» Exercise goal: Reproduce the entries beneath exactly, without their images.

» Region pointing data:
BEGIN

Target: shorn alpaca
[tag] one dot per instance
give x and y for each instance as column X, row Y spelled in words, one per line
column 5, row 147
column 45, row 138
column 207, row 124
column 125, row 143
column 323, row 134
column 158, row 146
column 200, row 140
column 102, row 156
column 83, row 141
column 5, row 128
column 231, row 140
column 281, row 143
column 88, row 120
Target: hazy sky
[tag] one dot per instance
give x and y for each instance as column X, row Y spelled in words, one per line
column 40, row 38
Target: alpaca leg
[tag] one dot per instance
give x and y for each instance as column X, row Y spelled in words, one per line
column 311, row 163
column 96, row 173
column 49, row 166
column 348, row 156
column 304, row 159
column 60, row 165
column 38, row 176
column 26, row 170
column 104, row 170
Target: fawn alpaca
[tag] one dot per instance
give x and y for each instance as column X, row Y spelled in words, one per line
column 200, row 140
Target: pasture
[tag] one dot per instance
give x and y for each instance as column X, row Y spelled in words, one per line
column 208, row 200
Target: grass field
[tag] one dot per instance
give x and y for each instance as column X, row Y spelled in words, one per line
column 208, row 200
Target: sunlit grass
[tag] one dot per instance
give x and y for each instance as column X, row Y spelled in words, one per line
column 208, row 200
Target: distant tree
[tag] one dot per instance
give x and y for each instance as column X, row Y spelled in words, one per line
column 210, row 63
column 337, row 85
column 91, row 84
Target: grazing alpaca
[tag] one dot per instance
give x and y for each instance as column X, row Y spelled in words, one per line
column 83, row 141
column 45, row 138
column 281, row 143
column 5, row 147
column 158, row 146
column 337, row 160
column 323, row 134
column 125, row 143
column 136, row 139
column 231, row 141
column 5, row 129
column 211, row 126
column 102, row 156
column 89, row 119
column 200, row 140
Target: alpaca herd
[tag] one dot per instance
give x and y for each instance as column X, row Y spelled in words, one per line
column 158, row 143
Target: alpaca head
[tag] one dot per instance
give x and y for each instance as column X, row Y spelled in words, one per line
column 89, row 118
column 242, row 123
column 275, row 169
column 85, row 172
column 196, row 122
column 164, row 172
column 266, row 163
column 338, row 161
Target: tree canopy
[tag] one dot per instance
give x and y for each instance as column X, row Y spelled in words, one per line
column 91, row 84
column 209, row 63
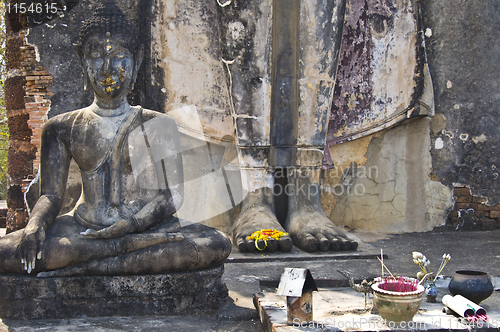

END

» Finished task:
Target: shorn alpaca
[tag] one dot per instance
give x and y for each instance as column X, row Y spelled in words, one per line
column 5, row 147
column 45, row 138
column 207, row 124
column 125, row 143
column 323, row 134
column 158, row 146
column 200, row 140
column 102, row 156
column 83, row 141
column 5, row 128
column 231, row 140
column 281, row 143
column 88, row 120
Target: hazy sky
[tag] one dot per instance
give x and y for each instance as column X, row Y spelled in words, one per line
column 40, row 38
Target: alpaca leg
[tag] one dot per instance
give x and y for each instance as column X, row Y spelled in words, one per line
column 311, row 163
column 96, row 173
column 49, row 166
column 348, row 156
column 304, row 159
column 60, row 165
column 38, row 176
column 26, row 170
column 104, row 170
Target: fawn alpaca
[tag] one dot per instance
give x and y for each instance as column X, row Y spelled in words, one per line
column 200, row 140
Target: pasture
[tag] one dot per instance
give x and y for each instance as column X, row Y spelled in words, one per line
column 208, row 200
Target: grass field
[tag] one dot per instance
give x and y for each instance as column X, row Y spelled in words, one per line
column 208, row 200
Target: sunlit grass
[tag] one dot per instance
give x and y for each instance as column X, row Y spelled in words, one per line
column 208, row 200
Target: distant tree
[tag] one dot per instance
give x and y for each instance as column X, row Y spelled in words, one per line
column 210, row 63
column 337, row 85
column 91, row 84
Target: grazing alpaca
[tag] one dot per instance
give x and y for each instance as column X, row Y spelled in words, one per line
column 83, row 141
column 45, row 138
column 281, row 143
column 5, row 147
column 158, row 146
column 337, row 160
column 323, row 134
column 125, row 143
column 136, row 139
column 231, row 141
column 5, row 129
column 211, row 126
column 102, row 156
column 89, row 119
column 200, row 140
Target: alpaca herd
[tag] one dot per instance
give x and y for each instance as column X, row Y spelled in words, one per line
column 158, row 143
Target: alpaca head
[tag] one dot per instance
give x and y for each instance as column X, row Y spelled in words, one per line
column 89, row 118
column 242, row 123
column 275, row 169
column 85, row 172
column 196, row 122
column 164, row 172
column 266, row 163
column 338, row 161
Target: tree canopy
[tag] one dot per instance
give x and y for each instance as column X, row Y spelled in words, one per line
column 91, row 84
column 209, row 63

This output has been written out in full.